**Görevin amacı**: Tevfik Fikret ve Aşiyan üzerine aşağıdaki yazıyı kaldığı yerden devam ettirin.

İstanbul’un
doruklarında bir kuş yuvası vardır. Boğaz’ın efsunlu güzelliğine tamamıyla
hakim bir kuş yuvası. Ona, belki de, bir kartal yuvası demek daha doğru
olacaktır. Zira burası vakt-i zamanında ülkemizin en kavi kalemlerinden
birinin, Tevfik Fikret’in, evi, sığınağı olmuştur.
Fikret, ölümünden sonra
bir müzeye çevrilen Aşiyan’ın hem sahibi, hem de mimarıydı. Hiç şairden mimar
olur mu, diyorsanız eğer, Aşiyan’ı bir gidip, görmelisiniz. Ancak sizi
uyarmalıyım; yeşil bir hülyayla sarmalanmış bu taş evi ziyaret ederseniz,
oradan kendinizi koparamayabilirsiniz. Çünkü buraya öyle bir sükun, öyle bir
kudret hakimdir ki manzaranın karşısında mıhlanıp kalırsınız ve mümkün değil
kımıldayamazsınız. Eh, Fikret buraya, Farsça ’da “yuva” anlamına gelen Aşiyan
adını boşuna vermemiş. Mütemadiyen savaş dolu, gergin hayatı göz önünde bulundurulursa, böyle bir
bir yuvaya ne kadar ihtiyaç duyduğu görülebilir.
Tevfik Fikret 1867’de
doğdu. Annesini 1879’da kaybetti. Bundan kısa bir süre sonra da babası Arabistan’a
sürgün edildi. Böylelikle ruhunda esen başkaldırının ilk tohumları ekilmiş
oldu. Babasını gidişiyle, Fikret ve kız kardeşi Sıdıka anneannelerinin gözetimi
altına girdi. Yıllar sonra, 93 Harbi yenilgisiyle okulu, Rumeli’den gelen
göçmenlere verildi ve Fikret eğitimini sürdürmek için Galatasaray Lisesi’ne
geçti. Eğer bu olmasaydı Tevfik Fikret, Tevfik Fikret olmayabilirdi. Zira
Muallim Naci ve Nabizade Nazım gibi değerli edebiyatçılarımızı burada tanıdı ve
onların teşvikiyle yazmaya başladı. İlk şiirini Ahmet Mithat’ın çıkardığı Tercüman-ı Ahval ’da bastırdı. Mezun
olduktan bir süre sonra Hariciye Nezareti’nde (Dışişleri Bakanlığı) göreve
başladı. Ancak memuriyet hayatında aradığı şevki bulamadı ve istifa etti. Bu
esnada gecikmiş maaşının ona ödenmesini, bunu hak etmediği gerekçesiyle
reddetti. Bu, onun dürüstlüğü her şeyden önce tutan, kendi prensiplerine göre
yaşayan karakterinin en önemli timsallerinden biridir. Bundan sonra pek çok görevde
çalıştı. Nihayet kendine Fransızca ve Türkçe öğretmenliğini uygun buldu. Fikret,
uzun zamandır dokunmadığı kalemini bundan sonra eline aldı ve şiirlerini farklı
dergilerde neşretmeye başladı. Edebiyat
tarihinin bir dönüm noktası kabul edilen Servet-i Fünun’un bir bilim
dergisinden, edebiyat dergisine çevrilmesi için Ahmet İhsan’ı ikna eden
kendisiydi. Lakin, İhsan Bey’le düştüğü fikir ayrılıklarından dolayı dergiyle
bağlarını koparmak zorunda kaldı. Neyse ki bu noktada ilk şiir kitabı olan Rubab-ı Şikeste ’yi (Kırık Saz) bastırmış
ve Robert Kolej’de, ömrünün sonuna dek sürdüreceği Türkçe öğretmenliğine
başlamıştı. Bu, herhalde, prensipleri gerekçesiyle istifa etmediği tek görevdi.

**Verilen malzeme**:

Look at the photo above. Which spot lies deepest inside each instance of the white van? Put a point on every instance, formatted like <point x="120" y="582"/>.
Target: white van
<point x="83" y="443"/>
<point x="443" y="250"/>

**Nihai sonuç**:
Kim bilir, yaşasaydı, onu da yapabilirdi.
Bizim ülkemizde aydın
insanları, bilhassa yazarları, gözaltına almak, sürgüne göndermek yahut tutuklamak
bir gelenek haline gelmiştir. Tevfik Fikret de bu gelenekten nasibini almıştır.
Hatta bu göreneğin, benim bildiğim ilk örneklerinden biridir. Buna misal olarak
1896’da, bir toplantıda okuduğu Halife Abdülhamit karşıtı bir şiir yüzünden göz
altına alınmasını verebilirim. Neyse ki, evi arandığında şiirin bulunamaması
üzerine serbest bırakıldı. Aksi takdirde, kim bilir akıbeti ne olurdu? Bu olay
onun, dönemin bazı aydınlarıyla beraber bir Yeni Zelanda hülyasına kapılmasına
yol açan etmenlerden biridir. Diğerleri arasında sarhoş kocasından devamlı
dayak yiyen Sıdıka’nın ölümünü, birtakım dostlarının sürgüne gönderilmesini ve
babasının sürgünde ölmesini sayabilirim.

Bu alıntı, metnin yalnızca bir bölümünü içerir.